- [Task]
List every line of the material below that contains the word "hand". Treat capital and small letters as different.

## begin

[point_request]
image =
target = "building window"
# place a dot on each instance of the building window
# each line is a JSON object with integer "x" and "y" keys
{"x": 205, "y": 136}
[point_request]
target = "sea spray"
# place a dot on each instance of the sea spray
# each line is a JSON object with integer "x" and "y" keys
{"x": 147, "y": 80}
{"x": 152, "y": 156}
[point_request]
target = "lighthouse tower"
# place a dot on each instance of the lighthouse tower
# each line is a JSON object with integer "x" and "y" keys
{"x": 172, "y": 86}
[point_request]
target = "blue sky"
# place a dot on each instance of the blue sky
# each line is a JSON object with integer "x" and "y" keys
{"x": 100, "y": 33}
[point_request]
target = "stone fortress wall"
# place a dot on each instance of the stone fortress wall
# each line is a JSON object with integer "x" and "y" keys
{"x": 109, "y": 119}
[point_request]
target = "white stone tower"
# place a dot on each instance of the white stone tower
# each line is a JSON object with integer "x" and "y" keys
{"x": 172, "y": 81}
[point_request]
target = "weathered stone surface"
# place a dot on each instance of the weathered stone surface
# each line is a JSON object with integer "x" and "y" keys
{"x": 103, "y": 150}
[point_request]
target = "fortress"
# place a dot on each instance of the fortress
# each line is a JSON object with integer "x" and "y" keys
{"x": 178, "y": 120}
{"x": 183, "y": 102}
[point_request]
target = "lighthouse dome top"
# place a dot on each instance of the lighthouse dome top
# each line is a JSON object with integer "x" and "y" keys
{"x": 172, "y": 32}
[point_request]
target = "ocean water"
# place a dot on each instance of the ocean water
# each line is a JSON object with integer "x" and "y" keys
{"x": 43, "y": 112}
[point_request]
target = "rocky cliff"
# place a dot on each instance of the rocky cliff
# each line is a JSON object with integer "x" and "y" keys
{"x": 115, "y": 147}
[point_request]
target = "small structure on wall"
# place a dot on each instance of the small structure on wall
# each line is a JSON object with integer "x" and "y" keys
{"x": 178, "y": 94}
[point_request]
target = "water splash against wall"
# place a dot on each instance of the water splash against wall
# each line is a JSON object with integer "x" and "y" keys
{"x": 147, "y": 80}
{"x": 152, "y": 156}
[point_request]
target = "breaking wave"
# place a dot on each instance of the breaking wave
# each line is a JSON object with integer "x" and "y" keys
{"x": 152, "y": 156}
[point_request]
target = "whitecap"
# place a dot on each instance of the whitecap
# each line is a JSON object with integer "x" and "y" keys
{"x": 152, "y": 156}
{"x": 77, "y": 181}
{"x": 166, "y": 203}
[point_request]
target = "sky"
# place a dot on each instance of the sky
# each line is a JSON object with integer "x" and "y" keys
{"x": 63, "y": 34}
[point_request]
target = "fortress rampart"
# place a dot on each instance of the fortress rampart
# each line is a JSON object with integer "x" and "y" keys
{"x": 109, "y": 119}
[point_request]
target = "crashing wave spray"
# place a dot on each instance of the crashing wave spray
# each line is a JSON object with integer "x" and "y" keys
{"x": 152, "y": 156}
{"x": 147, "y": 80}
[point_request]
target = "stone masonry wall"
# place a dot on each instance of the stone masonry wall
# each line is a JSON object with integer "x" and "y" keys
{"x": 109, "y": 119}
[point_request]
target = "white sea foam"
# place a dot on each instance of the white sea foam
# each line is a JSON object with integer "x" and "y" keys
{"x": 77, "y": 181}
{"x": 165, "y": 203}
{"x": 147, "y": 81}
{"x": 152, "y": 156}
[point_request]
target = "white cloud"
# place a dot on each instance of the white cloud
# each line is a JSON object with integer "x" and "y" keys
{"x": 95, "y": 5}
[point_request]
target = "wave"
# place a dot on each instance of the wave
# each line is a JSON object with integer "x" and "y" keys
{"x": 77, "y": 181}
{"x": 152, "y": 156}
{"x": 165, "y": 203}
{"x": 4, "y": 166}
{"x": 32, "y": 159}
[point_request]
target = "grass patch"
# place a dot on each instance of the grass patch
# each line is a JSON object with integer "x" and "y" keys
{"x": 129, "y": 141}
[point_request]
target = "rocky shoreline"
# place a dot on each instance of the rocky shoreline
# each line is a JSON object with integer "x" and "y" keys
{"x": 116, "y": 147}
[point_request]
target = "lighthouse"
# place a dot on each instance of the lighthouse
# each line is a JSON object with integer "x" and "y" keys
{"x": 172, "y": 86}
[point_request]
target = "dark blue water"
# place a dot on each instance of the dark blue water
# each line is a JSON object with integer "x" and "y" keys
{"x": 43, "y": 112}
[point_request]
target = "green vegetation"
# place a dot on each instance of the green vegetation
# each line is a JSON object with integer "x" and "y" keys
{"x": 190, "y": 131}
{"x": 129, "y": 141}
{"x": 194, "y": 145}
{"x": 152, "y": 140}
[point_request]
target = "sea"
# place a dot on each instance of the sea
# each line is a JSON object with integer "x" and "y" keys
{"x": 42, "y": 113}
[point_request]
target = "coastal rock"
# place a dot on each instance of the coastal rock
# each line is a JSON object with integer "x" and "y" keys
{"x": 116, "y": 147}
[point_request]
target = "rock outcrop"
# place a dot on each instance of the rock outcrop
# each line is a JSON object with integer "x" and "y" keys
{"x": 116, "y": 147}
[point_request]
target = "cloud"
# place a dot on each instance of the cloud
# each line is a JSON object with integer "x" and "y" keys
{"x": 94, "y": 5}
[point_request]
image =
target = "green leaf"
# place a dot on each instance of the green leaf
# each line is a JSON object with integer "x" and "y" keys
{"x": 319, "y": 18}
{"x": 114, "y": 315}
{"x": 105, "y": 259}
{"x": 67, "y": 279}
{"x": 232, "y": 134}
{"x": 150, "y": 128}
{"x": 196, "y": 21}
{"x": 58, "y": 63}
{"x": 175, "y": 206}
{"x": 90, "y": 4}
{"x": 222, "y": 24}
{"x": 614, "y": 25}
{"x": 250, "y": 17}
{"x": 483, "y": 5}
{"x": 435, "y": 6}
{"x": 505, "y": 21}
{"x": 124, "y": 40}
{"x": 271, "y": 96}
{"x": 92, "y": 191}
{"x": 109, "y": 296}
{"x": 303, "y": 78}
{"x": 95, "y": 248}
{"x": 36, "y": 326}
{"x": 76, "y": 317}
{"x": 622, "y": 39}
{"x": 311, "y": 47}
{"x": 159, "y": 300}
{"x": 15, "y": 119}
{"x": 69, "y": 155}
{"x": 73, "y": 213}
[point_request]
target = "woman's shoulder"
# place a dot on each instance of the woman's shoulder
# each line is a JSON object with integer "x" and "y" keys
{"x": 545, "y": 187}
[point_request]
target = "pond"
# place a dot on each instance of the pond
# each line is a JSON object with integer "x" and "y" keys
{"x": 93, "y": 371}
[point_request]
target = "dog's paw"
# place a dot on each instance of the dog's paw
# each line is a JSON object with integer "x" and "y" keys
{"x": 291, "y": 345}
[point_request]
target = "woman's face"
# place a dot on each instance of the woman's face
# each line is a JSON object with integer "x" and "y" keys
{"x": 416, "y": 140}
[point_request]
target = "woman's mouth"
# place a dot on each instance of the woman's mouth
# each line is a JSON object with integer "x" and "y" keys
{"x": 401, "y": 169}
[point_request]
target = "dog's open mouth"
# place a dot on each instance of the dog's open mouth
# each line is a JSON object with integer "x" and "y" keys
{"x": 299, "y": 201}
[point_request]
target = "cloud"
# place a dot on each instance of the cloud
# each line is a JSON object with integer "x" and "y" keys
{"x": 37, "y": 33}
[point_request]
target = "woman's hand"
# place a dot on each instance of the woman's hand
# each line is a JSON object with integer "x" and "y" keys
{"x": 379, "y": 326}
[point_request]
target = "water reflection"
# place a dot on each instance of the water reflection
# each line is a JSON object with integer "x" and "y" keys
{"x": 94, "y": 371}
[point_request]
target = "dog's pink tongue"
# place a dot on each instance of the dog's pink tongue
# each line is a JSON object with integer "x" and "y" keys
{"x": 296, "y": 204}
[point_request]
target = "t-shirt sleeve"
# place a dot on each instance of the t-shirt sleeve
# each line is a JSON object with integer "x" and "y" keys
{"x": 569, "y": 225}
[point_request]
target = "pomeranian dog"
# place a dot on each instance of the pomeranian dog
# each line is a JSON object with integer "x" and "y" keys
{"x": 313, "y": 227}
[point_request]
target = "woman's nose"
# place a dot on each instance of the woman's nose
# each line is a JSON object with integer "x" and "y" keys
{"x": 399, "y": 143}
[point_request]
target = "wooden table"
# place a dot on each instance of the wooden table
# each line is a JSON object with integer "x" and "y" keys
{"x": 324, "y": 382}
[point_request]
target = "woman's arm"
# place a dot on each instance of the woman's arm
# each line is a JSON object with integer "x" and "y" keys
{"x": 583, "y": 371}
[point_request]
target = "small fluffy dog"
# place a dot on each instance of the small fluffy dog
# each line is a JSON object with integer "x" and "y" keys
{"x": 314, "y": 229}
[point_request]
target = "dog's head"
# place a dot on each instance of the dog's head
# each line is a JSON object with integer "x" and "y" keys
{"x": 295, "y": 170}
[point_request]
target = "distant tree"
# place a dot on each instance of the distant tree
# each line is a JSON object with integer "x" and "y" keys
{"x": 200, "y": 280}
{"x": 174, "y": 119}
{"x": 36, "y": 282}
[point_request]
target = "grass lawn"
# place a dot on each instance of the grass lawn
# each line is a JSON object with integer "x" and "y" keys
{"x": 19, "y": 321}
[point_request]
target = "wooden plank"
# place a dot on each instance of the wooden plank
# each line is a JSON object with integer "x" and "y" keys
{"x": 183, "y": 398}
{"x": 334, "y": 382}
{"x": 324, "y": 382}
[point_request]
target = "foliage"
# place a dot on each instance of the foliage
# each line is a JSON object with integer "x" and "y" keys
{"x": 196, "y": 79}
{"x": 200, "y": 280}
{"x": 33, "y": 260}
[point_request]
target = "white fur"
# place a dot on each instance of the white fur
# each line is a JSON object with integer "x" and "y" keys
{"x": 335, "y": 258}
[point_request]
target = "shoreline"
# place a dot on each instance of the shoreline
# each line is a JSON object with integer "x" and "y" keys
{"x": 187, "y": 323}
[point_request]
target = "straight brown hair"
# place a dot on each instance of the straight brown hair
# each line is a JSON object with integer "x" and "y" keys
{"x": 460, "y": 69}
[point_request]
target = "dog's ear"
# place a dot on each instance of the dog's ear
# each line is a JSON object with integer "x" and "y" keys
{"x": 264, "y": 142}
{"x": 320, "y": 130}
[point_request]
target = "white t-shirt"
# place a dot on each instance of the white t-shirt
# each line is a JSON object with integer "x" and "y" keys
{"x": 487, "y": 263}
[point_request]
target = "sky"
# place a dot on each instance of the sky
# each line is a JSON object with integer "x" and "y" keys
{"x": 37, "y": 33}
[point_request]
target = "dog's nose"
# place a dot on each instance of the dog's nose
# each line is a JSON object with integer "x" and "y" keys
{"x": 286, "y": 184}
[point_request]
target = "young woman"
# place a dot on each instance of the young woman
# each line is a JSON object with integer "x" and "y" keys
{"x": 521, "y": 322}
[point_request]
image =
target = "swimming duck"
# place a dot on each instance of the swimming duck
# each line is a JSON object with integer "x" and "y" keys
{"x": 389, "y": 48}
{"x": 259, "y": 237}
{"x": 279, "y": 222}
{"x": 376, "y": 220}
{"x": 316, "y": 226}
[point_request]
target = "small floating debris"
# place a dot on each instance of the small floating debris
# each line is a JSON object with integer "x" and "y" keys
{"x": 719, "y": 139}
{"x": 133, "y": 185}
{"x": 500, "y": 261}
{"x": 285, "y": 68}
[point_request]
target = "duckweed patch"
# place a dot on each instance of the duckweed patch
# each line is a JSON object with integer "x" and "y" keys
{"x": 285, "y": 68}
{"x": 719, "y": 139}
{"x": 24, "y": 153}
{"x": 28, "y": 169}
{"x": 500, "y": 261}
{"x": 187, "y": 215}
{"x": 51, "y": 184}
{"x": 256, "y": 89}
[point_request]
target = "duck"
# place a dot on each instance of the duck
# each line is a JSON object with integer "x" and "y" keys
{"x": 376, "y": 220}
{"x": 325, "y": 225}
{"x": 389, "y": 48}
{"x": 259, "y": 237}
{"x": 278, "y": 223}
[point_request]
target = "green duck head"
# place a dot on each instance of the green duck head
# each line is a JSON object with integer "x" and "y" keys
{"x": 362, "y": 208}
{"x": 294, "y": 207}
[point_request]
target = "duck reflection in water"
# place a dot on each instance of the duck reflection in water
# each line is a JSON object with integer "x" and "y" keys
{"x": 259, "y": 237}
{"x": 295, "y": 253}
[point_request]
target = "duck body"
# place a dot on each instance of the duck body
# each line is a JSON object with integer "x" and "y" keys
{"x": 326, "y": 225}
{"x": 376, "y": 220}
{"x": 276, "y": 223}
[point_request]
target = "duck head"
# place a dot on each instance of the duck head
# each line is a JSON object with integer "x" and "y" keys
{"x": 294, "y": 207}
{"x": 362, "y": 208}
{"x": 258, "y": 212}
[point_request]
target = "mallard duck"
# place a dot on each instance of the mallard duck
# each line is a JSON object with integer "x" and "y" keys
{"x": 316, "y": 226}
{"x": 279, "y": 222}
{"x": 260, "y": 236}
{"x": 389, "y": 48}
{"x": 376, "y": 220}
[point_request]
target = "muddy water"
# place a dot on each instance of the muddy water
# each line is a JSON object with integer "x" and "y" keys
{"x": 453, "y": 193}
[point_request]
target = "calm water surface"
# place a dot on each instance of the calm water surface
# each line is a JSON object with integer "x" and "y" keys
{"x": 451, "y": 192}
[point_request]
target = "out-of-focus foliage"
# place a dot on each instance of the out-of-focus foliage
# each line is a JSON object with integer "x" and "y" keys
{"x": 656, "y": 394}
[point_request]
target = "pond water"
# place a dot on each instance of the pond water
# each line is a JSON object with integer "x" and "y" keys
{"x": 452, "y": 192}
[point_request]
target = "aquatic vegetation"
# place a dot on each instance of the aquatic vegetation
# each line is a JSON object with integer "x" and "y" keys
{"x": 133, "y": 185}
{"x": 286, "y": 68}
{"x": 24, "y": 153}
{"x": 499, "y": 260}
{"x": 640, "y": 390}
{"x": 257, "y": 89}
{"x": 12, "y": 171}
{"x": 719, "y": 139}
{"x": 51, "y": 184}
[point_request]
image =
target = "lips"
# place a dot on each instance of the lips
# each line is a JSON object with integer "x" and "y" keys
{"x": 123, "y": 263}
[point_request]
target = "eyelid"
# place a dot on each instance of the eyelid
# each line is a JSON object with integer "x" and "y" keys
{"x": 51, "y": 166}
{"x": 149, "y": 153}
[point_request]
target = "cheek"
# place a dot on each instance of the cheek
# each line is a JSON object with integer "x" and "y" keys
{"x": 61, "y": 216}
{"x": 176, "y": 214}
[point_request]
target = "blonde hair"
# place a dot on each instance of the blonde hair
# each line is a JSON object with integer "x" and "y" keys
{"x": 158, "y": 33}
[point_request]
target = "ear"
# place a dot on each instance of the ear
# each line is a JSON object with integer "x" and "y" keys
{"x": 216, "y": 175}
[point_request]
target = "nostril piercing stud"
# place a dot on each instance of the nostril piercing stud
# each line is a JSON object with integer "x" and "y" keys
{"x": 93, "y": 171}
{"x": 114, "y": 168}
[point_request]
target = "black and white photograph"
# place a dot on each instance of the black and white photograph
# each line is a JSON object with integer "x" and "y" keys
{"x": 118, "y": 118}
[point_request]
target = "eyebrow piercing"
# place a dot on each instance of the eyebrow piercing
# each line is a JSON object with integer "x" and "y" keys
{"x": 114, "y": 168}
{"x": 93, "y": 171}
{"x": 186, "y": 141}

## end

- [Full solution]
target = "woman's hand"
# place a dot on each instance of the woman's hand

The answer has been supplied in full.